(Saved data entries)
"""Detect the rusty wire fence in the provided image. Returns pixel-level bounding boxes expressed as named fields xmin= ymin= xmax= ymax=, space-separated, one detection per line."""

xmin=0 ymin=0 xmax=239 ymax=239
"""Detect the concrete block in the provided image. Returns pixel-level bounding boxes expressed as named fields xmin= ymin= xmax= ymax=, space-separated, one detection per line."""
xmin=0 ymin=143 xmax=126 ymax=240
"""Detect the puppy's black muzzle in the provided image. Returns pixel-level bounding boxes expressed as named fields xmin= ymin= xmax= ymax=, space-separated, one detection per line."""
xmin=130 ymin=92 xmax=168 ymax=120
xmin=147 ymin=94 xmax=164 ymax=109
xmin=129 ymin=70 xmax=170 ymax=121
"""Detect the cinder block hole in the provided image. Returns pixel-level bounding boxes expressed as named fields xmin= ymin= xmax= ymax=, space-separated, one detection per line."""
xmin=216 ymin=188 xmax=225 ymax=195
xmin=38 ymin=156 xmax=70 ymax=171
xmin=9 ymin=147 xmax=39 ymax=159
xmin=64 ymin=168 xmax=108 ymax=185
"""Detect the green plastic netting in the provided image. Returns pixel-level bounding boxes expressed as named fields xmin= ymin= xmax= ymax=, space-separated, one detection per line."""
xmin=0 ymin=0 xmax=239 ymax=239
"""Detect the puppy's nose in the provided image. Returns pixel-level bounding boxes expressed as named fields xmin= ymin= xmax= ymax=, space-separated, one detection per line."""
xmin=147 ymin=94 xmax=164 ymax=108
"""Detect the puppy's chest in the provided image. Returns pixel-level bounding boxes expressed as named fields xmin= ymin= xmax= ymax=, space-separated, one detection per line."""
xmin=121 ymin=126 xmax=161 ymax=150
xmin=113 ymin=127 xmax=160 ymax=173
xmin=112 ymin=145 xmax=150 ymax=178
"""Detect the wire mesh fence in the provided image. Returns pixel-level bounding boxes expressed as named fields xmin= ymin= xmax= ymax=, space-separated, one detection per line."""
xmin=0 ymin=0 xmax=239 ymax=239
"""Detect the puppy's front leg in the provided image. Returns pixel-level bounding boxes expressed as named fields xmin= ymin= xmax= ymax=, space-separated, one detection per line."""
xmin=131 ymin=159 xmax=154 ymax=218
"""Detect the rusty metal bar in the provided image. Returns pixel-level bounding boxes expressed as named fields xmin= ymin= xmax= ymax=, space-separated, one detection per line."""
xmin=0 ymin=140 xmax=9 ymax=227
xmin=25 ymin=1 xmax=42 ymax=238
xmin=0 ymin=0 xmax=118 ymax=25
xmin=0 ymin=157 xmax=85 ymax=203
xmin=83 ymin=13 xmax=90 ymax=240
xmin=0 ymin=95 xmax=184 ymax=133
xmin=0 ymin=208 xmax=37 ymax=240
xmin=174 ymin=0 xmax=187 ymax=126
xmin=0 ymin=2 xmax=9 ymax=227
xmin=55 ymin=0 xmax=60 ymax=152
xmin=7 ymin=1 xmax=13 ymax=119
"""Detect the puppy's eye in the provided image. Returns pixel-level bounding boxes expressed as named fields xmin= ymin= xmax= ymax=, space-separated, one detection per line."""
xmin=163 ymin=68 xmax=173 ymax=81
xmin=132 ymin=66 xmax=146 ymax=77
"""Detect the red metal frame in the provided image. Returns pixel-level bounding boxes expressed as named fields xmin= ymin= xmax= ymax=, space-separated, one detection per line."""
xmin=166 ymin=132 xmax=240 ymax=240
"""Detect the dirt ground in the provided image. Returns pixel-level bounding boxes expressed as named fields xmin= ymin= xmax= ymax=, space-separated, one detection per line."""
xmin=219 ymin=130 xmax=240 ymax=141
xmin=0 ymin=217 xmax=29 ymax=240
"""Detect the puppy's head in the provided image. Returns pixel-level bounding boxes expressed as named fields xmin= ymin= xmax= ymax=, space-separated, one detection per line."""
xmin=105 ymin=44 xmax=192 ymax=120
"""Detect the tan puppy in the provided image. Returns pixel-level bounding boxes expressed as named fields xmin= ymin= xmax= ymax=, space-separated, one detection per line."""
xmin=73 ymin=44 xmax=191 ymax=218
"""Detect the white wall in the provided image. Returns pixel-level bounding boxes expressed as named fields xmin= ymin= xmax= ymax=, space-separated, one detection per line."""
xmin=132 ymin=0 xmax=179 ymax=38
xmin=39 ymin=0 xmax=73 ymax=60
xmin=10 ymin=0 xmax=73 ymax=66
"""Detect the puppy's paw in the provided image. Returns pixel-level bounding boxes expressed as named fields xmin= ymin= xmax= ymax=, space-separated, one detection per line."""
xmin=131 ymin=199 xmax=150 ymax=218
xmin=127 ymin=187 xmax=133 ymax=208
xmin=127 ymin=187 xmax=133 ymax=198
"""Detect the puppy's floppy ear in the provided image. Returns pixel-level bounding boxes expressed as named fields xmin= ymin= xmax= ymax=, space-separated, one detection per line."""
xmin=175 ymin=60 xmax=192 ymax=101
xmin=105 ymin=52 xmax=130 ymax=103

**EXERCISE AIM**
This exercise requires that all of the entries be repeated exactly.

**EXPECTED ANSWER**
"""Detect the rusty wire fence in the provided image. Returns pixel-level bounding boxes expressed as named fields xmin= ymin= xmax= ymax=, space-separated, one detection per line."""

xmin=0 ymin=0 xmax=239 ymax=239
"""Detect the concrete block in the provided image. Returns pixel-level bounding boxes expressed as named fields xmin= ymin= xmax= ymax=, space-separated, one detection per line."""
xmin=0 ymin=143 xmax=126 ymax=240
"""Detect the puppy's black muzzle in the provided image. Returns pixel-level bounding boxes expressed as named fields xmin= ymin= xmax= ymax=, space-separated, one detection per line."""
xmin=130 ymin=92 xmax=168 ymax=120
xmin=147 ymin=94 xmax=164 ymax=109
xmin=129 ymin=70 xmax=170 ymax=121
"""Detect the cinder block hole in the provided image. Returns pixel-level bounding boxes expressed as named fields xmin= ymin= xmax= ymax=, space-separated, one detection per line."""
xmin=216 ymin=188 xmax=225 ymax=195
xmin=38 ymin=156 xmax=70 ymax=171
xmin=9 ymin=147 xmax=39 ymax=159
xmin=64 ymin=168 xmax=108 ymax=185
"""Detect the green plastic netting in the provided image. Returns pixel-level bounding boxes expressed as named fields xmin= ymin= xmax= ymax=, space-separated, one detection per line."""
xmin=0 ymin=0 xmax=239 ymax=239
"""Detect the puppy's nose in the provided image. Returns pixel-level bounding boxes expressed as named fields xmin= ymin= xmax= ymax=, space-separated, one detection per line."""
xmin=147 ymin=94 xmax=164 ymax=108
"""Detect the puppy's chest in the provided image. Returns pixel-level bounding boxes expressed as named fields xmin= ymin= xmax= ymax=, space-separated, one detection per line."""
xmin=121 ymin=126 xmax=161 ymax=150
xmin=113 ymin=127 xmax=160 ymax=173
xmin=112 ymin=145 xmax=150 ymax=178
"""Detect the wire mesh fence in the provided image. Returns pixel-level bounding boxes expressed as named fields xmin= ymin= xmax= ymax=, space-separated, one detection per line."""
xmin=0 ymin=0 xmax=239 ymax=239
"""Detect the puppy's front leg in the provided image. Returns pixel-level bounding boxes expressed as named fields xmin= ymin= xmax= ymax=, space-separated, one detection per line."""
xmin=131 ymin=159 xmax=154 ymax=218
"""Detect the rusty metal bar in the provided image. Returns pixel-level bounding boxes expressed as named fields xmin= ymin= xmax= ymax=, space-separated, one detection per line."""
xmin=0 ymin=140 xmax=9 ymax=227
xmin=25 ymin=1 xmax=42 ymax=238
xmin=0 ymin=0 xmax=118 ymax=25
xmin=0 ymin=157 xmax=85 ymax=203
xmin=83 ymin=13 xmax=90 ymax=240
xmin=0 ymin=95 xmax=184 ymax=133
xmin=0 ymin=208 xmax=37 ymax=240
xmin=174 ymin=0 xmax=187 ymax=126
xmin=0 ymin=2 xmax=9 ymax=227
xmin=55 ymin=0 xmax=60 ymax=152
xmin=7 ymin=1 xmax=13 ymax=119
"""Detect the puppy's eye in the provided image. Returns pixel-level bounding boxes expressed as named fields xmin= ymin= xmax= ymax=, space-separated, one detection per line."""
xmin=163 ymin=68 xmax=173 ymax=81
xmin=132 ymin=66 xmax=146 ymax=77
"""Detect the red metal frame in the provided image. Returns pixel-level bounding boxes expressed as named fields xmin= ymin= xmax= ymax=, space-separated, one detection per line."""
xmin=166 ymin=132 xmax=240 ymax=240
"""Detect the dirt ground in the provided image. Returns pixel-level bounding boxes expressed as named fields xmin= ymin= xmax= ymax=, space-separated, one detection per line."""
xmin=219 ymin=130 xmax=240 ymax=141
xmin=0 ymin=217 xmax=29 ymax=240
"""Detect the puppy's head in the provided image. Returns pixel-level bounding boxes expressed as named fields xmin= ymin= xmax= ymax=, space-separated, one detection per line."""
xmin=105 ymin=44 xmax=192 ymax=120
"""Detect the tan puppy in the provided image. Returns pixel-level bounding boxes expressed as named fields xmin= ymin= xmax= ymax=, space-separated, one detection per line."""
xmin=73 ymin=44 xmax=191 ymax=218
"""Detect the white wall in the provided image. Returns pixel-level bounding boxes expressed as named fields xmin= ymin= xmax= ymax=, space-separated, one detection per line."""
xmin=132 ymin=0 xmax=179 ymax=38
xmin=39 ymin=0 xmax=73 ymax=60
xmin=10 ymin=0 xmax=73 ymax=66
"""Detect the puppy's paw in the provided image. Returns pixel-level bounding boxes expressed as named fields xmin= ymin= xmax= ymax=, space-separated, one detection per line."""
xmin=131 ymin=199 xmax=150 ymax=218
xmin=127 ymin=187 xmax=133 ymax=208
xmin=127 ymin=187 xmax=133 ymax=198
"""Detect the puppy's floppy ear in the provided image. Returns pixel-level bounding boxes expressed as named fields xmin= ymin= xmax= ymax=, space-separated, one detection per line."""
xmin=175 ymin=60 xmax=192 ymax=101
xmin=105 ymin=52 xmax=130 ymax=103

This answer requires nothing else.